* _Aim of the exercise_: Set every line of the records below into a Markdown table with the columns Row and Line, numbering the rows and skipping blank lines. Omit the pictures from the table.

(Records for identifying positions)
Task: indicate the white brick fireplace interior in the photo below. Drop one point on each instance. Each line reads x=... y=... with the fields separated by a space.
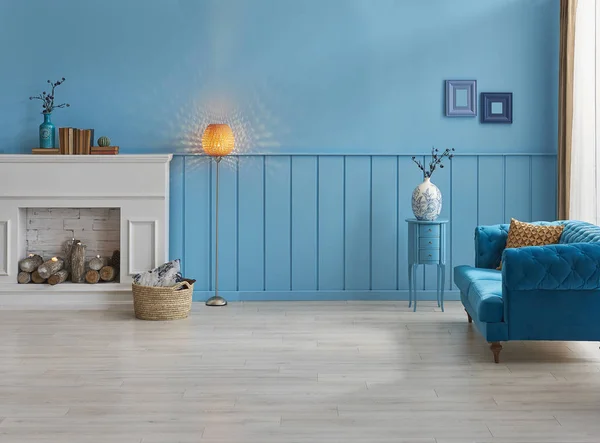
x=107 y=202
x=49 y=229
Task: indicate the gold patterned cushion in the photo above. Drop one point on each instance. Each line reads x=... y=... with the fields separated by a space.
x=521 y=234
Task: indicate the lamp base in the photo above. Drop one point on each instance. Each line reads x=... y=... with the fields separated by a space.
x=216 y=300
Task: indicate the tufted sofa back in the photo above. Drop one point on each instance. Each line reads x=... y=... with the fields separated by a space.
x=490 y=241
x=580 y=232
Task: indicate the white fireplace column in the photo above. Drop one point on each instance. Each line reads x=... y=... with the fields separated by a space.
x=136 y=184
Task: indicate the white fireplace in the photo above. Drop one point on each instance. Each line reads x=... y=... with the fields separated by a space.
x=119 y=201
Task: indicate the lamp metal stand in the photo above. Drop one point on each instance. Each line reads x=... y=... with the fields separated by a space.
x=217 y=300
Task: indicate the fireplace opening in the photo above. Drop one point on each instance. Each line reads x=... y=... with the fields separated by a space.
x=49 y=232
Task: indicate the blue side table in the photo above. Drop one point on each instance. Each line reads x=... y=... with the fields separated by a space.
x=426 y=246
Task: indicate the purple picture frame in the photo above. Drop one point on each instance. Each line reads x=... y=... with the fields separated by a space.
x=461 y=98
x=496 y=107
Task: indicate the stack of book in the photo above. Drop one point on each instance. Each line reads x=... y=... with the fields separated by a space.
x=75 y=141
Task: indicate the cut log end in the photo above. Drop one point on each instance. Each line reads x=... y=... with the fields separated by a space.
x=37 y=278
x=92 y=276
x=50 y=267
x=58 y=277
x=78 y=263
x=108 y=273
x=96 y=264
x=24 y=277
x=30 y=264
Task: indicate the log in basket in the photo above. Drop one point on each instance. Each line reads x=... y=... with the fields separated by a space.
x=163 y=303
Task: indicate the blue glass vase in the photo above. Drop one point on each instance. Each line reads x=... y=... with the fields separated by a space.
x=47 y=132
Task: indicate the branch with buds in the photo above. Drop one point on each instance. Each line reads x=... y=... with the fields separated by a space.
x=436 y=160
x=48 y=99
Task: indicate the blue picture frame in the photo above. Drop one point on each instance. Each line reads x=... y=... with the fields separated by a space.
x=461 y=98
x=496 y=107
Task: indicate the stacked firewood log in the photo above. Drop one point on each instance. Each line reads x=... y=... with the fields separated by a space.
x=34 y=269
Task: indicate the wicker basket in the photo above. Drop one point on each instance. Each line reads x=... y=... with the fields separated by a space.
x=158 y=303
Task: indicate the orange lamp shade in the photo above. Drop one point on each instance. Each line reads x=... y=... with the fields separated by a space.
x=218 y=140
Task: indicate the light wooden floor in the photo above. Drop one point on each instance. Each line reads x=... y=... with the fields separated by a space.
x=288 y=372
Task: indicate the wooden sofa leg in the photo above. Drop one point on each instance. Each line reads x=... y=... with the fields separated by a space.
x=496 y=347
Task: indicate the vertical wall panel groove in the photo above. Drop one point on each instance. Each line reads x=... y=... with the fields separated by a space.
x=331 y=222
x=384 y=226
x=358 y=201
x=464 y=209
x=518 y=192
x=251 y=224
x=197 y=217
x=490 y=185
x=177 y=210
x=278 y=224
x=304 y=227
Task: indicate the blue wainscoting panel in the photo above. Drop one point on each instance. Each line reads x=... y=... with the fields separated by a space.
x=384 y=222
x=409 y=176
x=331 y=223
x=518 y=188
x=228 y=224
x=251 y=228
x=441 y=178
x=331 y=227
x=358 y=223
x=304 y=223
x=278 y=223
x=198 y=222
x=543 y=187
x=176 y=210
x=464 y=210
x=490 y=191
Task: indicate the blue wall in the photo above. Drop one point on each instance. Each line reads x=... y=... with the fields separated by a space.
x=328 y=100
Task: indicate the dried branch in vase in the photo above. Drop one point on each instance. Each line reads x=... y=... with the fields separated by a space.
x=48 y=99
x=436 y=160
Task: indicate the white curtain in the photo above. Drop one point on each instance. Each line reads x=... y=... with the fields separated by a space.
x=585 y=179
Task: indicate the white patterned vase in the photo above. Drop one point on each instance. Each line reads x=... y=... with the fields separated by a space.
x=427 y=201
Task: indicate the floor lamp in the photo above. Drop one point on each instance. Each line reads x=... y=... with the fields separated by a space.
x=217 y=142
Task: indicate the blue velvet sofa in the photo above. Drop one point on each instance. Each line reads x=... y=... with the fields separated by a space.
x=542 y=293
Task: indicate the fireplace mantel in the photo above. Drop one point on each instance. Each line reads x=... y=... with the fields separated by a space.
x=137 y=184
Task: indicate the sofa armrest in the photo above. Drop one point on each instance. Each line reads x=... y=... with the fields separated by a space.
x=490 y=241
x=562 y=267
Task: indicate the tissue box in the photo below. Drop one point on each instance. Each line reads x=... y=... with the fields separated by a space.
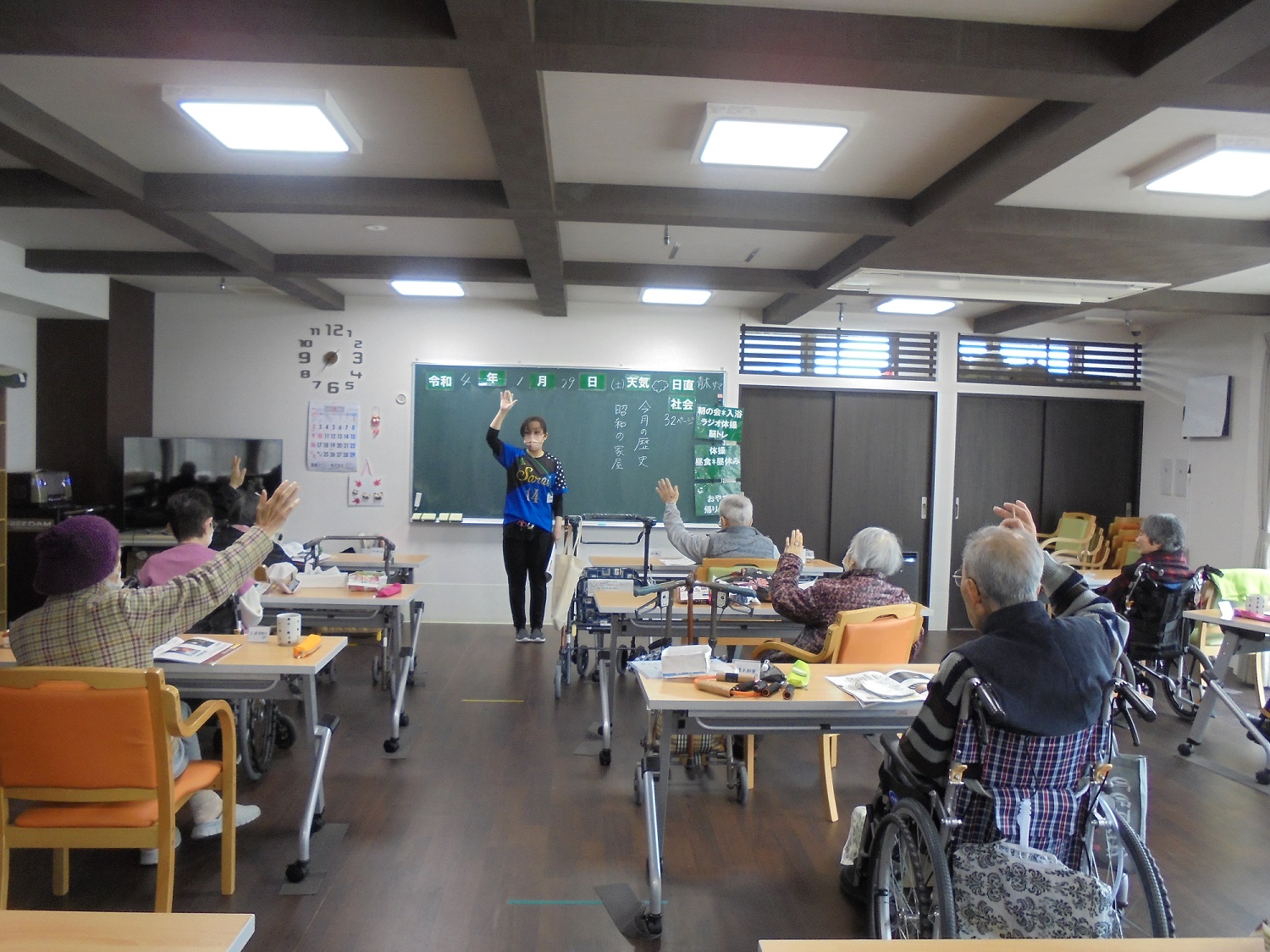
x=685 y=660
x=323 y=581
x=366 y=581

* _The reply_:
| Row | Line |
|---|---|
| 1 | Task: indicate the white brick fireplace interior in the photo below. Drop one point on each instance. Each line reads x=... y=... with the fields separated by a space. |
| 2 | x=107 y=202 |
| 3 | x=49 y=229 |
| 4 | Task: indicate the gold patterned cushion in the photo above. Drop one point on each instance. Each line reads x=... y=... with the fields separated by a space. |
| 5 | x=521 y=234 |
| 6 | Task: indicate the lamp base in the photo above. Drop one point on each instance. Each line reads x=... y=... with the fields separated by a space. |
| 7 | x=216 y=300 |
| 8 | Task: indicate the tufted sofa back in the photo above. Drop one point on each instance. Each line reads x=... y=... with the fields separated by a space. |
| 9 | x=490 y=241 |
| 10 | x=580 y=232 |
| 11 | Task: indicate the white fireplace column in the photo above. Drop one point on each instance. Each line reads x=... y=... with the fields separated by a space. |
| 12 | x=136 y=184 |
| 13 | Task: indicate the white fireplace in the photo above. Drop one point on each instance. Each line reads x=... y=... with the fields separated by a space. |
| 14 | x=119 y=201 |
| 15 | Task: indicate the lamp metal stand in the photo above. Drop one point on each instance. Each line reads x=... y=... with the fields separated by a space. |
| 16 | x=217 y=300 |
| 17 | Task: indicate the fireplace opening in the photo above. Drop one point on each instance. Each line reads x=... y=... with the fields separated by a space. |
| 18 | x=49 y=232 |
| 19 | Task: indicate the blue side table in the photo above. Drop one point on each instance. Each line reads x=... y=... with the fields separated by a space. |
| 20 | x=426 y=246 |
| 21 | Task: indicate the purple picture frame in the photo above. Drop one point on each instance. Each line reads x=... y=... with the fields separated by a space. |
| 22 | x=461 y=98 |
| 23 | x=496 y=107 |
| 24 | Task: indicate the stack of book in the photo above. Drop one point on each instance. Each line reads x=... y=... with the fields separated by a space. |
| 25 | x=75 y=141 |
| 26 | Task: indicate the cut log end in the photo above. Drop one point on each instance. Each line reads x=... y=... with the fields separated by a space. |
| 27 | x=37 y=278 |
| 28 | x=92 y=276 |
| 29 | x=50 y=267 |
| 30 | x=58 y=277 |
| 31 | x=78 y=263 |
| 32 | x=108 y=273 |
| 33 | x=96 y=264 |
| 34 | x=24 y=277 |
| 35 | x=30 y=264 |
| 36 | Task: indicate the log in basket in the photo above. Drop one point on each instance. Each line reads x=... y=... with the fields separated by a space. |
| 37 | x=163 y=303 |
| 38 | Task: indicate the blue glass vase in the photo above. Drop one point on each instance. Each line reads x=... y=... with the fields separated by a space. |
| 39 | x=47 y=132 |
| 40 | Task: indicate the branch with buds in the photo above. Drop one point on each instance. Each line reads x=... y=... with the fields separated by a space. |
| 41 | x=436 y=160 |
| 42 | x=48 y=99 |
| 43 | Task: indicate the blue picture frame in the photo above. Drop one point on each instance. Each line reads x=... y=... with the fields separated by a space. |
| 44 | x=461 y=98 |
| 45 | x=496 y=107 |
| 46 | Task: indicate the stacked firewood log in the photo above. Drop one point on each instance. Each line reads x=... y=... with the fields separated by a space. |
| 47 | x=34 y=269 |
| 48 | Task: indicate the wicker basket in the photo above. Drop one point on each instance. Each line reads x=... y=... with the fields separated by a space. |
| 49 | x=158 y=303 |
| 50 | Task: indicate the orange lamp shade in the photo above. Drop one point on each instance. Each line reads x=... y=... with the fields separated by a space. |
| 51 | x=218 y=140 |
| 52 | Task: indicate the light wooden floor in the photo above. Drop one point on each instance. Each line reads x=... y=... with the fields separated by a space. |
| 53 | x=288 y=372 |
| 54 | Task: indicate the wooden sofa leg in the photo above. Drop one point on each instance. Each line reads x=... y=... with the fields separated by a space. |
| 55 | x=496 y=347 |
| 56 | Task: indicate the vertical wall panel groove in the photo above. Drop one point on each instance. Each line reads x=... y=... with the fields separated by a space. |
| 57 | x=331 y=222 |
| 58 | x=384 y=226 |
| 59 | x=358 y=201 |
| 60 | x=464 y=209 |
| 61 | x=518 y=192 |
| 62 | x=251 y=224 |
| 63 | x=197 y=217 |
| 64 | x=490 y=185 |
| 65 | x=177 y=210 |
| 66 | x=278 y=224 |
| 67 | x=304 y=227 |
| 68 | Task: indicate the blue wainscoting panel in the photo above. Drop one point on each instance. Each line reads x=... y=... with the fields separated by a space. |
| 69 | x=384 y=222 |
| 70 | x=409 y=176 |
| 71 | x=331 y=223 |
| 72 | x=518 y=188 |
| 73 | x=228 y=224 |
| 74 | x=251 y=228 |
| 75 | x=441 y=178 |
| 76 | x=331 y=227 |
| 77 | x=358 y=223 |
| 78 | x=304 y=223 |
| 79 | x=278 y=223 |
| 80 | x=198 y=222 |
| 81 | x=543 y=187 |
| 82 | x=176 y=210 |
| 83 | x=464 y=210 |
| 84 | x=490 y=191 |
| 85 | Task: indicate the blue wall in the photo above. Drop one point on each instance. Each line reads x=... y=... with the fields separated by a space. |
| 86 | x=328 y=100 |
| 87 | Task: indicate the dried branch in vase in the photo above. Drop one point on each instance. Each line reads x=... y=... with the fields separated by a space. |
| 88 | x=48 y=99 |
| 89 | x=436 y=160 |
| 90 | Task: indicate the white curtain in the photo above. Drop one point on each instance. Each line reads x=... y=... with the fields separated by a space. |
| 91 | x=585 y=179 |
| 92 | Task: indicate the white patterned vase in the photo above. Drop one point on each instance. Each line reads x=... y=... with the fields separated by a space. |
| 93 | x=427 y=201 |
| 94 | Task: indicate the floor lamp in the photo above. Drop one point on each instance. Each line reads x=... y=... with the fields separated by a space. |
| 95 | x=217 y=142 |
| 96 | Task: indicate the blue velvet sofa in the photo above. Drop one point on each instance. Each line reads x=... y=... with the fields separated by a space. |
| 97 | x=542 y=293 |
| 98 | Task: indicate the fireplace mantel in the photo above. Drop one point on each instance. Each line reads x=... y=... with the fields separated by a space. |
| 99 | x=137 y=184 |
| 100 | Task: indicate the sofa armrest in the photo above. Drop one point on each instance. Each line reads x=... y=... with the fields separated by a space. |
| 101 | x=490 y=241 |
| 102 | x=562 y=267 |
| 103 | Task: indicate the tissue box in the photo below. Drop one point on each instance. Each line reads x=... y=... with the fields separated by a space. |
| 104 | x=685 y=660 |
| 105 | x=323 y=581 |
| 106 | x=366 y=581 |